EXERCISE BRIEF:
Respond with nothing but the number of lines in this data that include the word "water".
+++
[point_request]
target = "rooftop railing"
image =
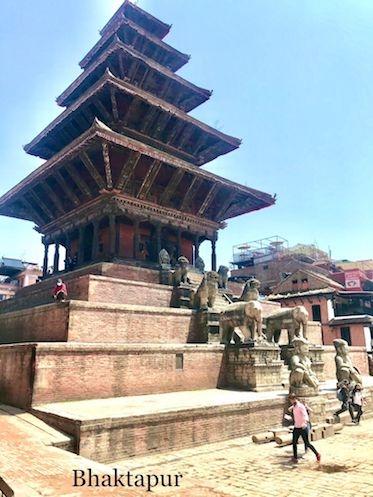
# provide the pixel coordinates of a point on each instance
(5, 490)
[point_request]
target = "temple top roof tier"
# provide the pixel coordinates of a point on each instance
(143, 177)
(138, 114)
(141, 40)
(140, 17)
(138, 69)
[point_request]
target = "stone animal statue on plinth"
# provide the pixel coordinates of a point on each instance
(223, 277)
(199, 264)
(301, 374)
(345, 370)
(250, 290)
(164, 258)
(293, 319)
(246, 316)
(181, 271)
(207, 291)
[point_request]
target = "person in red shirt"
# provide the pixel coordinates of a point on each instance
(301, 420)
(60, 291)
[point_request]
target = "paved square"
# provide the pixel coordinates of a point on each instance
(240, 468)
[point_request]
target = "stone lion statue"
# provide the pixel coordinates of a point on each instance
(181, 271)
(250, 290)
(223, 276)
(246, 316)
(206, 292)
(164, 258)
(200, 264)
(294, 320)
(345, 370)
(301, 374)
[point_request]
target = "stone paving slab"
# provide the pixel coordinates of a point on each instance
(235, 468)
(240, 468)
(142, 405)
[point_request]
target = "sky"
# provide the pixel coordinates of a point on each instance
(291, 78)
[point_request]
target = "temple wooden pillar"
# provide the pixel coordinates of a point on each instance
(136, 239)
(56, 259)
(179, 243)
(45, 260)
(81, 245)
(196, 247)
(213, 254)
(158, 231)
(112, 234)
(68, 251)
(95, 239)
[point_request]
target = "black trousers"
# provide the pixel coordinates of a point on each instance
(302, 432)
(359, 410)
(346, 406)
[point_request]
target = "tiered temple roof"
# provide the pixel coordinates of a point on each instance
(126, 146)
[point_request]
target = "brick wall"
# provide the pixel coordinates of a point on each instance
(358, 356)
(115, 439)
(104, 289)
(65, 372)
(91, 322)
(16, 374)
(41, 293)
(43, 323)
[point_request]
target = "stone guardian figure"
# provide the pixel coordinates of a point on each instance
(223, 277)
(345, 370)
(302, 378)
(164, 258)
(207, 291)
(181, 271)
(250, 290)
(247, 317)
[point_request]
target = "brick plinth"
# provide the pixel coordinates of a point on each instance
(80, 321)
(63, 372)
(257, 368)
(82, 285)
(107, 440)
(109, 430)
(316, 354)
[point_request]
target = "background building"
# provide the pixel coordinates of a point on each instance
(15, 274)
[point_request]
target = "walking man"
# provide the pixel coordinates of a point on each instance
(301, 420)
(344, 395)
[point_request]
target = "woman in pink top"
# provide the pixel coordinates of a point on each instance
(301, 420)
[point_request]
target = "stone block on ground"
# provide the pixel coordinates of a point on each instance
(264, 437)
(328, 430)
(316, 433)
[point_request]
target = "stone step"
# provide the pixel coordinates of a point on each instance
(59, 372)
(116, 428)
(80, 321)
(111, 429)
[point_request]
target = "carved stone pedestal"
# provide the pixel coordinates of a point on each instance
(208, 325)
(253, 366)
(184, 295)
(315, 354)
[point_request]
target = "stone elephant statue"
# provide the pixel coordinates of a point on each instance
(293, 319)
(223, 276)
(246, 316)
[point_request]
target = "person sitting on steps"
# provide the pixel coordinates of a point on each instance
(60, 291)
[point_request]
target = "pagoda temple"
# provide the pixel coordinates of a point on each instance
(123, 176)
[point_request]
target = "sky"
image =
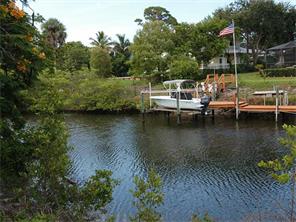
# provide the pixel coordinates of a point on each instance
(83, 18)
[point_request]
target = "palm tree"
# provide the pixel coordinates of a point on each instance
(102, 40)
(54, 32)
(122, 45)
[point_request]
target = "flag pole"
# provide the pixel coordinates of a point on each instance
(236, 79)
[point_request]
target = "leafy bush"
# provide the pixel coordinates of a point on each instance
(184, 68)
(280, 72)
(100, 61)
(85, 91)
(148, 196)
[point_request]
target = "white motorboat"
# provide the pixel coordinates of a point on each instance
(185, 89)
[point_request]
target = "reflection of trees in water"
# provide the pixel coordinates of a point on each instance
(204, 165)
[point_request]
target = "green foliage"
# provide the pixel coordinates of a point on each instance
(184, 68)
(21, 56)
(279, 72)
(152, 49)
(84, 91)
(98, 190)
(120, 56)
(102, 41)
(283, 170)
(120, 65)
(148, 195)
(73, 56)
(157, 13)
(100, 61)
(54, 32)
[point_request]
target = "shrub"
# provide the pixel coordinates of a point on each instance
(184, 68)
(279, 72)
(100, 61)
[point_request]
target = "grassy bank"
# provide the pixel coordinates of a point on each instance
(250, 82)
(85, 91)
(256, 82)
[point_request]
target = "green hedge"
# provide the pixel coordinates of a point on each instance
(279, 72)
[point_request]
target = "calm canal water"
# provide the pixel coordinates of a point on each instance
(206, 166)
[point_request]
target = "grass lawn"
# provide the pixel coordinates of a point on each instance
(256, 82)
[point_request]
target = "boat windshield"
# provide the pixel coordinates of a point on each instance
(183, 84)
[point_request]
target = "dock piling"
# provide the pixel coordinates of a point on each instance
+++
RESPONSE TO THE EXERCISE:
2